-------- Exercise data --------

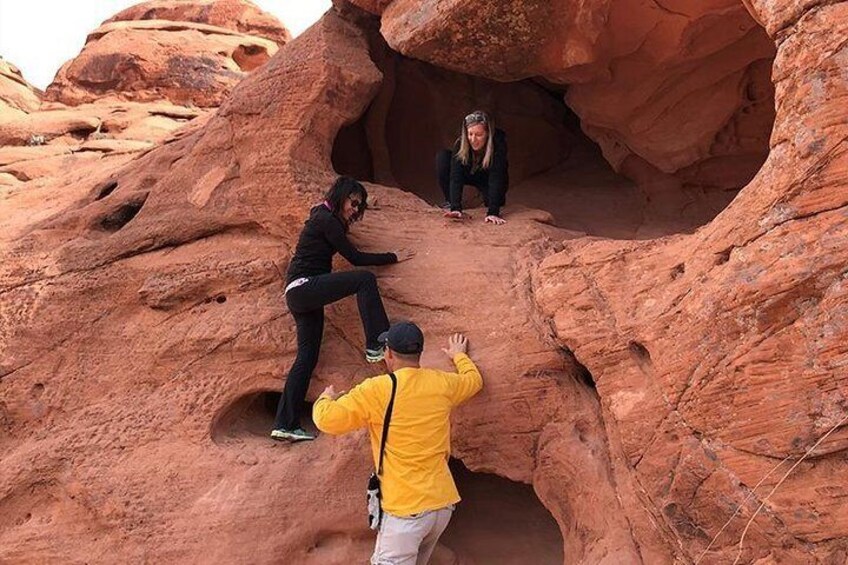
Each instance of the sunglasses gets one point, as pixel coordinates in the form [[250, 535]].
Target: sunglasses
[[475, 118]]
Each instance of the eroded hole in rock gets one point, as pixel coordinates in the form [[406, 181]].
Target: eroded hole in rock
[[251, 416], [500, 522], [107, 189], [553, 164], [250, 57], [640, 354], [577, 368], [120, 216]]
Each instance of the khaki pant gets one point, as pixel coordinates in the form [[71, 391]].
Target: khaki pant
[[410, 540]]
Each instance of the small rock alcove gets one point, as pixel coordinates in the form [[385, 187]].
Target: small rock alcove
[[251, 417], [554, 165], [500, 522]]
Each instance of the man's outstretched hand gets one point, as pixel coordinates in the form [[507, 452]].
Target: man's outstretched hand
[[330, 392], [457, 343]]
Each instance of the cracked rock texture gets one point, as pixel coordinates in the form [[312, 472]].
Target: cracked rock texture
[[635, 70], [189, 53], [142, 75], [646, 390]]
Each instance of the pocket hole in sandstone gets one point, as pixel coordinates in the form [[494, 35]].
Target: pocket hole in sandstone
[[250, 57], [107, 189], [251, 417], [500, 521], [578, 368], [640, 353], [120, 216], [723, 257]]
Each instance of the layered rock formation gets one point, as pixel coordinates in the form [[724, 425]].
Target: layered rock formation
[[136, 82], [653, 393], [191, 53]]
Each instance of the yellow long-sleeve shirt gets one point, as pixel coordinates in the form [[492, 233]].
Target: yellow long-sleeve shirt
[[415, 475]]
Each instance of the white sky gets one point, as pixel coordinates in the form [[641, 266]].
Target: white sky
[[39, 36]]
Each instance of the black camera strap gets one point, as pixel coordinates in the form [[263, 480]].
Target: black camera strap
[[386, 421]]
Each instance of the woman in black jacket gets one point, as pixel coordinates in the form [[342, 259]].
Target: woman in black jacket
[[310, 285], [479, 158]]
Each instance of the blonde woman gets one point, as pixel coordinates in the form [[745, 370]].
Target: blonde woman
[[479, 158]]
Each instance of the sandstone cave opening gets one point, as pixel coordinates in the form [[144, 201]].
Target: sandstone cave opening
[[554, 165], [500, 522], [251, 416]]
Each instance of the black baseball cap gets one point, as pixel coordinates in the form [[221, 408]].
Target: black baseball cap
[[404, 338]]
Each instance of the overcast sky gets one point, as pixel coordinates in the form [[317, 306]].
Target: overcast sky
[[39, 36]]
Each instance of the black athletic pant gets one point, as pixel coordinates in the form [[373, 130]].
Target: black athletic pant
[[479, 180], [306, 303]]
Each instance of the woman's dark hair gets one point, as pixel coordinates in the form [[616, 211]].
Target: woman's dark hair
[[343, 188]]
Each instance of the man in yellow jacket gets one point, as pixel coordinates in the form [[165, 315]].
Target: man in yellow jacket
[[417, 487]]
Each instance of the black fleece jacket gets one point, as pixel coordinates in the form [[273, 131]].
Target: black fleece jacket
[[493, 182], [322, 237]]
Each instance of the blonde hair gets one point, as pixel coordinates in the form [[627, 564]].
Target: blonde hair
[[464, 155]]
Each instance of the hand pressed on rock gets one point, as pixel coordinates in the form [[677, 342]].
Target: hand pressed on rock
[[330, 392], [457, 343], [404, 254]]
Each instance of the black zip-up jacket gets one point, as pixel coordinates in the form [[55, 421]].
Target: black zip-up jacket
[[322, 237], [493, 182]]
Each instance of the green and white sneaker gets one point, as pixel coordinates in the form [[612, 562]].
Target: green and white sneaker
[[298, 434], [375, 355]]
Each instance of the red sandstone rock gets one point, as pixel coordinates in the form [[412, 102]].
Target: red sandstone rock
[[635, 70], [237, 15], [185, 63], [16, 94], [142, 321]]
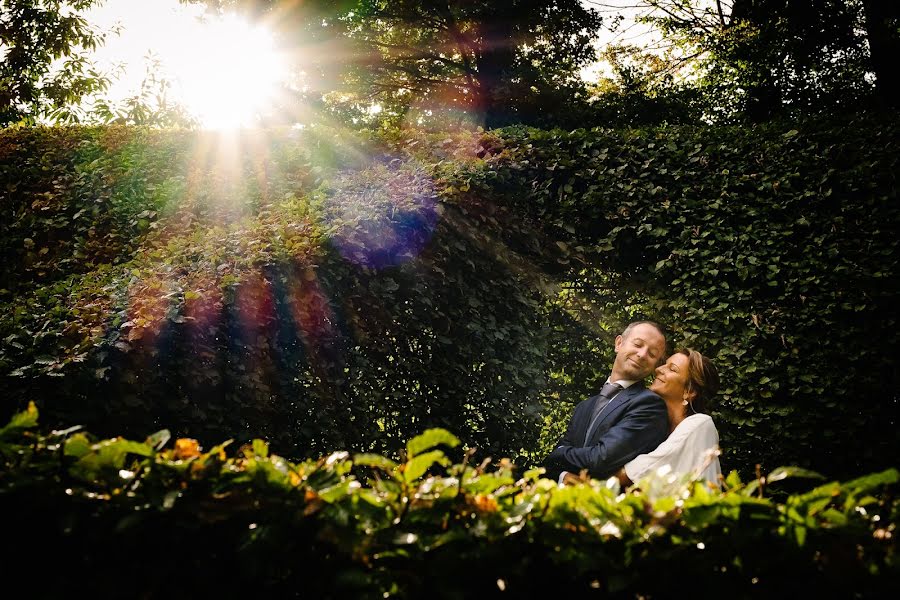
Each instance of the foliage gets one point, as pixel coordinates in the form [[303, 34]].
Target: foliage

--------

Rewrite the records from the line containing "Each instance of the woman's" through the end of the records, both ends included, with the requests kept and 54 added to every pixel coordinate in the answers (the format samples in the requests stay unchanged). Leave the pictures out of your answer.

* Reply to the task:
Each instance of the woman's dark hair gets one point, as pixel coordinates in the form [[616, 211]].
Target: woman's dark hair
[[397, 242]]
Each instance of the man in yellow jacket gets one point, as pixel coordinates in the form [[165, 315]].
Target: man in yellow jacket
[[471, 541]]
Each instance of the black fleece jacket gets one point, as pixel coordinates in the form [[273, 131]].
Target: black fleece jacket
[[547, 236], [376, 291]]
Each instance of the blonde hair gets one point, as pixel coordinates in the form [[627, 564]].
Target: blonde hair
[[518, 209]]
Each instance of the hand pressed on rock gets one point, as pixel coordinates in the form [[677, 342]].
Target: hand pressed on rock
[[384, 446], [511, 397], [458, 308]]
Each instance of the black zip-up jacket gets one point, as pixel coordinates in the form [[55, 421]].
Target: black zip-up jacket
[[376, 291], [547, 236]]
Each instance of the green and white sneaker gets one point, as pixel coordinates in the form [[612, 562]].
Target: green and white sneaker
[[352, 488], [429, 409]]
Each instance of the red sandstone rock gets one point, as pixel coordinates in the form [[412, 102]].
Target: red sandstone rock
[[689, 124], [291, 69], [239, 117], [70, 148], [196, 375]]
Each instance of the foliage gets one point, as pixel coordinates in the form [[303, 34]].
Target: foliage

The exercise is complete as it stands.